Exercise requirements:
**A.** Answer these from the text on chronic fatigue syndrome:
(i) How many patients with CFS and how many healthy controls were studied in the paper that came out on 22 August?
(ii) How many days after the Cell issue appeared was Sharpless nominated to head the National Cancer Institute?
(iii) How many of the 17 cytokines that correlated with symptom severity are SASP?
**B.** In the text on chronic fatigue syndrome, rewrite everything from "If the results" down to "of interest considerations.", with "laboratory" in place of every "lab".

Text block:
▬▬▬▬▬▬

As an example of the difficulty in correlating subjective complaints with objective findings, consider the nearly uniform complaint of difficulty thinking in depression, with how such patients actually perform on cognitive tests — e. g. there is  little if any correlation between complaints and actual performance — here’s a current reference — Scientific Reports 7, Article number: 3901(2017) —  doi:10.1038/s41598-017-04353.

If the results of the Cancer paper could be replicated, p16^INK4 would be the first objective measure of a patient’s individual sense of fatigue.

So I wrote both authors, suggesting that the p16^INK4a test be run on a collection of chronic fatigue syndrome (CFS) patients. Both authors replied quickly, but thought the problem would be acquiring patients.  Demaria said that Sharpless had a lab all set up to do the test.

Then fate (in the form of Donald Trump) supervened.  A mere 9 days after the Cell issue appeared, Sharpless was nominated to be the head of the National Cancer Institute by President Trump.  This meant Dr. Sharpless had far bigger fish to fry, and he would have to sever all connection with his lab because of conflict of interest considerations.

I also contacted a patient organization for chronic fatigue syndrome without much success.  Their science advisor never responded.

There matters stood until 22 August when a paper and an editorial about it came out [ Proc. Natl. Acad. Sci. vol. 114 pp. 8914 – 8916, E7150 – E7158 ’17 ].  The paper represented a tremendous amount of data (and work).  The blood levels of 51 cytokines (measures of inflammation) and adipokines (hormones released by fat) were measured in both 192 patients with CFS (which can only be defined by symptoms) and 293 healthy controls matched for age and gender.

In this paper, levels of 17 of the 51 cytokines correlated with severity of CFS. This is a striking similarity with the way the p16^INK4 levels correlated with the degree of fatigue after chemotherapy).  So I looked up the individual elements of the SASP (which can be found in Annu Rev Pathol. 21010; 5: 99–118.)  There are 74 of them. I wondered how many of the 51 cytokines measured in the PNAS paper were in the SASP.  This is trickier than it sounds as many cytokines have far more than one name.  The bottom line is that 20 SASPs are in the 51 cytokines measured in the paper.

If the fatigue of CFS is due to senescent cells and the SASPs  they release, then they should be over-represented in the 17 of the 51 cytokines correlating with symptom severity.  Well they are; 9 out of the 17 are SASP.  However although suggestive, this increase is not statistically significant (according to my consultants on Math Stack Exchange).

After wrote I him about the new work, Dr. Sharpless noted that CFS is almost certainly a heterogeneous condition. As a clinician with decades of experience, I’ve certainly did see some of the more larcenous members of our society who used any subjective diagnosis to be compensated, as well as a variety of individuals who just wanted to withdraw from society, for whatever reason. They are undoubtedly contaminating the sample in the paper. Dr. Sharpless thought the idea, while interesting, would be very difficult to test.

▬▬▬▬▬▬

Study material:
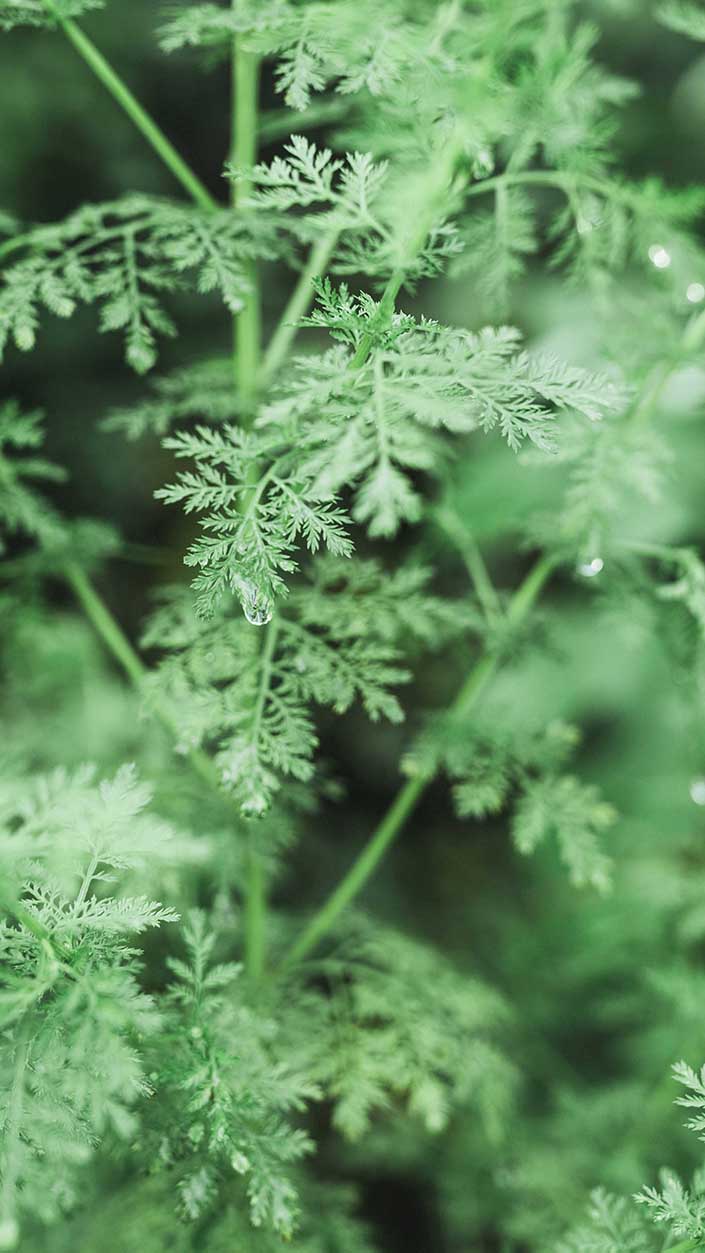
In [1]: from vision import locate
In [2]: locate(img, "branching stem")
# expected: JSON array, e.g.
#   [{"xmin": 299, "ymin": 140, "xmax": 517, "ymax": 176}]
[
  {"xmin": 282, "ymin": 556, "xmax": 557, "ymax": 970},
  {"xmin": 44, "ymin": 0, "xmax": 218, "ymax": 212}
]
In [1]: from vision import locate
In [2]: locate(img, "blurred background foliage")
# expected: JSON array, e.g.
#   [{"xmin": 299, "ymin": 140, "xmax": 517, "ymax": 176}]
[{"xmin": 0, "ymin": 0, "xmax": 705, "ymax": 1253}]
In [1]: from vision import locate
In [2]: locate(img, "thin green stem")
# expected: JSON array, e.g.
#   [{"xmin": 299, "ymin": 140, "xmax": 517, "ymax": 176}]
[
  {"xmin": 244, "ymin": 618, "xmax": 279, "ymax": 982},
  {"xmin": 64, "ymin": 563, "xmax": 147, "ymax": 688},
  {"xmin": 230, "ymin": 24, "xmax": 267, "ymax": 982},
  {"xmin": 436, "ymin": 509, "xmax": 502, "ymax": 625},
  {"xmin": 629, "ymin": 311, "xmax": 705, "ymax": 426},
  {"xmin": 466, "ymin": 169, "xmax": 635, "ymax": 204},
  {"xmin": 259, "ymin": 228, "xmax": 339, "ymax": 387},
  {"xmin": 282, "ymin": 556, "xmax": 557, "ymax": 970},
  {"xmin": 44, "ymin": 0, "xmax": 218, "ymax": 212},
  {"xmin": 230, "ymin": 38, "xmax": 262, "ymax": 412}
]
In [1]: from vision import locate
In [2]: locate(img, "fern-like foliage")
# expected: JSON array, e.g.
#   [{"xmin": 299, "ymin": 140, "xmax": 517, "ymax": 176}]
[
  {"xmin": 157, "ymin": 283, "xmax": 621, "ymax": 613},
  {"xmin": 556, "ymin": 1188, "xmax": 654, "ymax": 1253},
  {"xmin": 656, "ymin": 0, "xmax": 705, "ymax": 43},
  {"xmin": 0, "ymin": 195, "xmax": 267, "ymax": 373},
  {"xmin": 144, "ymin": 560, "xmax": 467, "ymax": 816},
  {"xmin": 300, "ymin": 920, "xmax": 516, "ymax": 1140},
  {"xmin": 0, "ymin": 0, "xmax": 105, "ymax": 30},
  {"xmin": 104, "ymin": 357, "xmax": 238, "ymax": 440},
  {"xmin": 149, "ymin": 912, "xmax": 318, "ymax": 1237},
  {"xmin": 0, "ymin": 401, "xmax": 64, "ymax": 553},
  {"xmin": 406, "ymin": 704, "xmax": 616, "ymax": 892}
]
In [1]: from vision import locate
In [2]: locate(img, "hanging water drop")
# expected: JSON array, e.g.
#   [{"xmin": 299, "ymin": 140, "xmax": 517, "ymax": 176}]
[
  {"xmin": 239, "ymin": 579, "xmax": 274, "ymax": 627},
  {"xmin": 0, "ymin": 1218, "xmax": 20, "ymax": 1249},
  {"xmin": 577, "ymin": 556, "xmax": 605, "ymax": 579}
]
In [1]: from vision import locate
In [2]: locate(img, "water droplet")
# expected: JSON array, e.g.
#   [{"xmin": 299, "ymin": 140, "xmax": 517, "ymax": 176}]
[
  {"xmin": 238, "ymin": 579, "xmax": 274, "ymax": 627},
  {"xmin": 649, "ymin": 243, "xmax": 671, "ymax": 269},
  {"xmin": 577, "ymin": 556, "xmax": 605, "ymax": 579},
  {"xmin": 230, "ymin": 1149, "xmax": 249, "ymax": 1174}
]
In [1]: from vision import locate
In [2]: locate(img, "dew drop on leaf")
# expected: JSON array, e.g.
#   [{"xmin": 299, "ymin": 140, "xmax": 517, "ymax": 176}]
[
  {"xmin": 577, "ymin": 556, "xmax": 605, "ymax": 579},
  {"xmin": 240, "ymin": 581, "xmax": 273, "ymax": 627},
  {"xmin": 0, "ymin": 1218, "xmax": 20, "ymax": 1249}
]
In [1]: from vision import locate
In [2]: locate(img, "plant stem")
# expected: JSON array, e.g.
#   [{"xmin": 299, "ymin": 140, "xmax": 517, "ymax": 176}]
[
  {"xmin": 244, "ymin": 834, "xmax": 267, "ymax": 982},
  {"xmin": 63, "ymin": 563, "xmax": 220, "ymax": 789},
  {"xmin": 44, "ymin": 0, "xmax": 218, "ymax": 212},
  {"xmin": 629, "ymin": 311, "xmax": 705, "ymax": 426},
  {"xmin": 230, "ymin": 26, "xmax": 269, "ymax": 982},
  {"xmin": 259, "ymin": 229, "xmax": 339, "ymax": 387},
  {"xmin": 282, "ymin": 556, "xmax": 557, "ymax": 970},
  {"xmin": 64, "ymin": 563, "xmax": 147, "ymax": 688},
  {"xmin": 230, "ymin": 38, "xmax": 262, "ymax": 412},
  {"xmin": 436, "ymin": 509, "xmax": 502, "ymax": 627}
]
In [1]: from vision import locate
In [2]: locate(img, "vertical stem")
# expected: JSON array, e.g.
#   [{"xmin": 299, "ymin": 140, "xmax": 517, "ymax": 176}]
[
  {"xmin": 244, "ymin": 834, "xmax": 267, "ymax": 982},
  {"xmin": 64, "ymin": 564, "xmax": 145, "ymax": 689},
  {"xmin": 230, "ymin": 29, "xmax": 267, "ymax": 981},
  {"xmin": 259, "ymin": 228, "xmax": 339, "ymax": 387},
  {"xmin": 230, "ymin": 38, "xmax": 262, "ymax": 412},
  {"xmin": 280, "ymin": 556, "xmax": 557, "ymax": 970}
]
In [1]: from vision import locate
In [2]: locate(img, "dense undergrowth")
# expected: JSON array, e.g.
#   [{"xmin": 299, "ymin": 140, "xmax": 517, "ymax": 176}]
[{"xmin": 0, "ymin": 0, "xmax": 705, "ymax": 1253}]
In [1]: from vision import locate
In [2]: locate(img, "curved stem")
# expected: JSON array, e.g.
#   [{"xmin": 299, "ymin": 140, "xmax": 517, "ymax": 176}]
[
  {"xmin": 44, "ymin": 0, "xmax": 218, "ymax": 212},
  {"xmin": 259, "ymin": 228, "xmax": 339, "ymax": 387},
  {"xmin": 282, "ymin": 556, "xmax": 557, "ymax": 970},
  {"xmin": 63, "ymin": 563, "xmax": 220, "ymax": 791}
]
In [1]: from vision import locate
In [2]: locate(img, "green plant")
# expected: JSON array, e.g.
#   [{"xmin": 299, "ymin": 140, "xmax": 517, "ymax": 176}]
[{"xmin": 0, "ymin": 0, "xmax": 705, "ymax": 1253}]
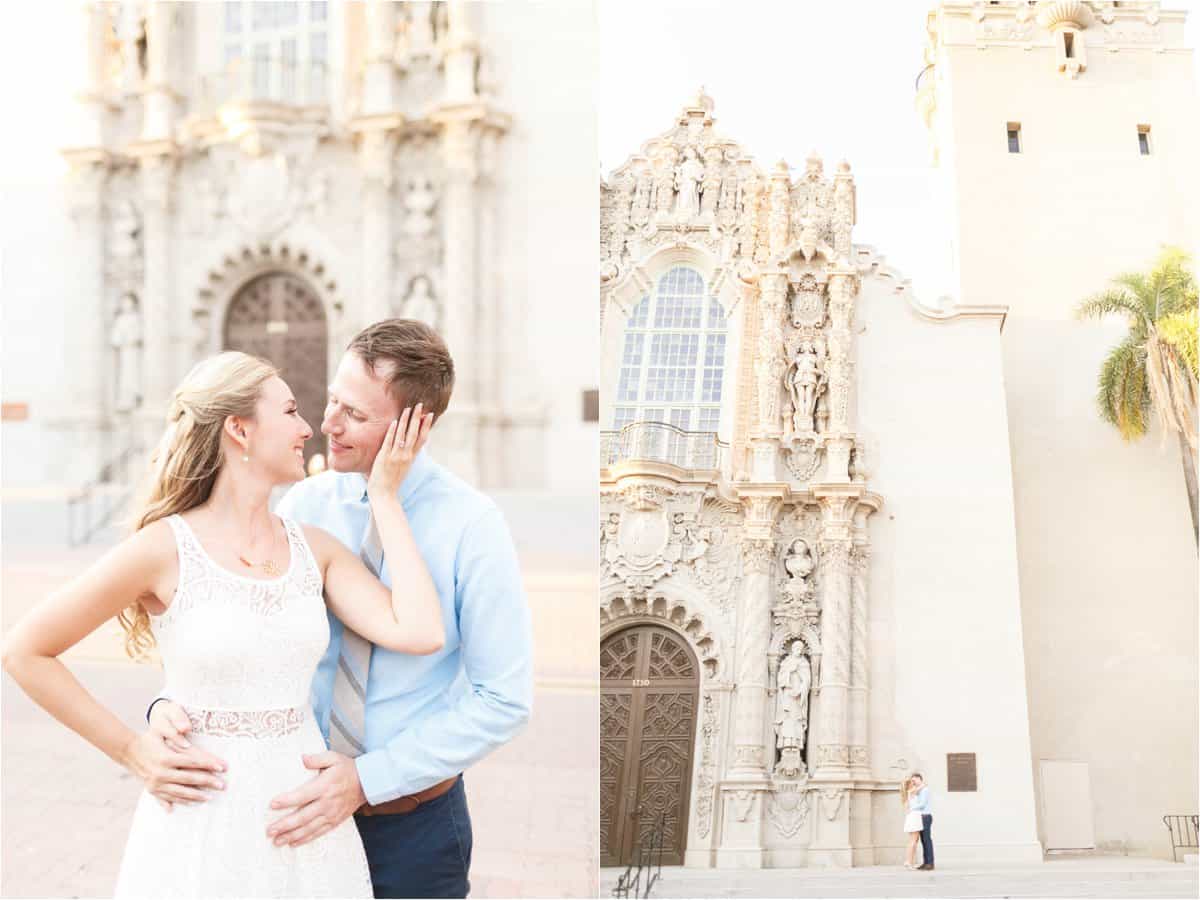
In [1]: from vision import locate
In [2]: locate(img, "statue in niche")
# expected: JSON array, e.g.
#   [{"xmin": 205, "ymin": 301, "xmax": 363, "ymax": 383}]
[
  {"xmin": 110, "ymin": 200, "xmax": 142, "ymax": 272},
  {"xmin": 815, "ymin": 391, "xmax": 829, "ymax": 434},
  {"xmin": 700, "ymin": 144, "xmax": 725, "ymax": 218},
  {"xmin": 402, "ymin": 175, "xmax": 438, "ymax": 240},
  {"xmin": 787, "ymin": 341, "xmax": 826, "ymax": 433},
  {"xmin": 108, "ymin": 292, "xmax": 142, "ymax": 413},
  {"xmin": 674, "ymin": 146, "xmax": 704, "ymax": 218},
  {"xmin": 784, "ymin": 538, "xmax": 816, "ymax": 604},
  {"xmin": 404, "ymin": 275, "xmax": 438, "ymax": 328},
  {"xmin": 775, "ymin": 641, "xmax": 812, "ymax": 778},
  {"xmin": 792, "ymin": 275, "xmax": 824, "ymax": 328},
  {"xmin": 634, "ymin": 161, "xmax": 654, "ymax": 226}
]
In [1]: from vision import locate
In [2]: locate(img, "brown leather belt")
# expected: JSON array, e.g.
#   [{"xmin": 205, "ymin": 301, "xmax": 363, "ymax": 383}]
[{"xmin": 354, "ymin": 775, "xmax": 458, "ymax": 816}]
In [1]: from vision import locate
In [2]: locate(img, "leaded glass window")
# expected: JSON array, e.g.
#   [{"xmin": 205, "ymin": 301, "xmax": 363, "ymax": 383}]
[{"xmin": 612, "ymin": 265, "xmax": 726, "ymax": 432}]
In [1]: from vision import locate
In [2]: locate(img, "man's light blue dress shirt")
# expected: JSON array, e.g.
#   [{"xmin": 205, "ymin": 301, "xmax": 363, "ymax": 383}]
[
  {"xmin": 276, "ymin": 450, "xmax": 533, "ymax": 804},
  {"xmin": 910, "ymin": 785, "xmax": 934, "ymax": 816}
]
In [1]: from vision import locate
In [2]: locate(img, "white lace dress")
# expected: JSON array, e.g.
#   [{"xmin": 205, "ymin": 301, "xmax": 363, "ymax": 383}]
[{"xmin": 115, "ymin": 516, "xmax": 372, "ymax": 898}]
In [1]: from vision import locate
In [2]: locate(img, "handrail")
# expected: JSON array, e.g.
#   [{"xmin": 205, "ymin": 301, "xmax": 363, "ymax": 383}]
[
  {"xmin": 67, "ymin": 443, "xmax": 142, "ymax": 547},
  {"xmin": 1163, "ymin": 816, "xmax": 1200, "ymax": 863},
  {"xmin": 612, "ymin": 811, "xmax": 667, "ymax": 900},
  {"xmin": 600, "ymin": 422, "xmax": 730, "ymax": 469}
]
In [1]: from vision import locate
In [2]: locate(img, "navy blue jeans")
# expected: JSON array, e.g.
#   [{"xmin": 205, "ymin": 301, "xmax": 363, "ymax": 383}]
[
  {"xmin": 920, "ymin": 812, "xmax": 934, "ymax": 865},
  {"xmin": 354, "ymin": 778, "xmax": 472, "ymax": 898}
]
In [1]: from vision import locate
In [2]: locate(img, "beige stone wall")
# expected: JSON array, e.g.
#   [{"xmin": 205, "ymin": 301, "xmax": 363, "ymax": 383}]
[
  {"xmin": 858, "ymin": 276, "xmax": 1040, "ymax": 862},
  {"xmin": 934, "ymin": 4, "xmax": 1200, "ymax": 856}
]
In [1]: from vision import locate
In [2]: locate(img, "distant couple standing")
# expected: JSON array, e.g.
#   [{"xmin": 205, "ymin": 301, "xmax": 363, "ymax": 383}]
[
  {"xmin": 900, "ymin": 772, "xmax": 934, "ymax": 870},
  {"xmin": 4, "ymin": 319, "xmax": 533, "ymax": 898}
]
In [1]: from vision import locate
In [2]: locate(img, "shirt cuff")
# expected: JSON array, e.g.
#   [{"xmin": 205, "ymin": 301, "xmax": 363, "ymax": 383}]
[{"xmin": 354, "ymin": 750, "xmax": 406, "ymax": 806}]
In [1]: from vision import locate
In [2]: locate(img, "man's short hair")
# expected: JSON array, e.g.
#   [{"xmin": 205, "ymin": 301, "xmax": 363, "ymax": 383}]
[{"xmin": 346, "ymin": 319, "xmax": 454, "ymax": 418}]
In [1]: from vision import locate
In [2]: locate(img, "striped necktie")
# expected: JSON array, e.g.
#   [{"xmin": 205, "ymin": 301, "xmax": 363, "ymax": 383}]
[{"xmin": 329, "ymin": 512, "xmax": 383, "ymax": 756}]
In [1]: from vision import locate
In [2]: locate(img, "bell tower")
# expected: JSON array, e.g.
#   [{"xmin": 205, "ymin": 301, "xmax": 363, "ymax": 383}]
[{"xmin": 917, "ymin": 0, "xmax": 1200, "ymax": 856}]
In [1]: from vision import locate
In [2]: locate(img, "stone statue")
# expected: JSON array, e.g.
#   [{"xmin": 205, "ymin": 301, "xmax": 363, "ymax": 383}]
[
  {"xmin": 775, "ymin": 641, "xmax": 812, "ymax": 775},
  {"xmin": 788, "ymin": 341, "xmax": 824, "ymax": 433},
  {"xmin": 404, "ymin": 275, "xmax": 438, "ymax": 328},
  {"xmin": 674, "ymin": 146, "xmax": 704, "ymax": 218},
  {"xmin": 403, "ymin": 175, "xmax": 438, "ymax": 239},
  {"xmin": 632, "ymin": 160, "xmax": 654, "ymax": 226},
  {"xmin": 108, "ymin": 293, "xmax": 142, "ymax": 413},
  {"xmin": 784, "ymin": 538, "xmax": 815, "ymax": 602}
]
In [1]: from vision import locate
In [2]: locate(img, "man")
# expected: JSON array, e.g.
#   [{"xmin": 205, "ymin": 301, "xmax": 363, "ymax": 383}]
[
  {"xmin": 912, "ymin": 772, "xmax": 934, "ymax": 870},
  {"xmin": 151, "ymin": 319, "xmax": 533, "ymax": 898}
]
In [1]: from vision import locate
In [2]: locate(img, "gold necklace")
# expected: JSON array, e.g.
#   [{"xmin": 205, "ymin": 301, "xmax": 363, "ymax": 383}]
[{"xmin": 238, "ymin": 525, "xmax": 281, "ymax": 577}]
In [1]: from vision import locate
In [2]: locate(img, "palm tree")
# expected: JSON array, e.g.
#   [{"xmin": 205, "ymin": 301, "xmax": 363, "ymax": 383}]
[{"xmin": 1075, "ymin": 247, "xmax": 1200, "ymax": 546}]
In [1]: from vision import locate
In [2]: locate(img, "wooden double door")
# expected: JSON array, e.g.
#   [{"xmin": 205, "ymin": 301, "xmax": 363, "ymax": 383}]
[
  {"xmin": 600, "ymin": 625, "xmax": 700, "ymax": 865},
  {"xmin": 224, "ymin": 272, "xmax": 329, "ymax": 462}
]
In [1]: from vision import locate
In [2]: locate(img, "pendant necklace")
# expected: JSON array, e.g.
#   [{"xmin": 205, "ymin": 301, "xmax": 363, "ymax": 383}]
[{"xmin": 238, "ymin": 520, "xmax": 280, "ymax": 578}]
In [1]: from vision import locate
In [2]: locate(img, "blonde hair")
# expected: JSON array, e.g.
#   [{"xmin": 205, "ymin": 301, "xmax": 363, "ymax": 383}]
[{"xmin": 116, "ymin": 350, "xmax": 278, "ymax": 659}]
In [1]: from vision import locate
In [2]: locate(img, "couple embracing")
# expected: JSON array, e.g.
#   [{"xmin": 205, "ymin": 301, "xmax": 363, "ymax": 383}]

▬▬▬▬▬▬

Answers in order:
**A.**
(i) 192 patients with CFS and 293 healthy controls
(ii) 9 days
(iii) 9

**B.**
If the results of the Cancer paper could be replicated, p16^INK4 would be the first objective measure of a patient’s individual sense of fatigue.

So I wrote both authors, suggesting that the p16^INK4a test be run on a collection of chronic fatigue syndrome (CFS) patients. Both authors replied quickly, but thought the problem would be acquiring patients.  Demaria said that Sharpless had a laboratory all set up to do the test.

Then fate (in the form of Donald Trump) supervened.  A mere 9 days after the Cell issue appeared, Sharpless was nominated to be the head of the National Cancer Institute by President Trump.  This meant Dr. Sharpless had far bigger fish to fry, and he would have to sever all connection with his laboratory because of conflict of interest considerations.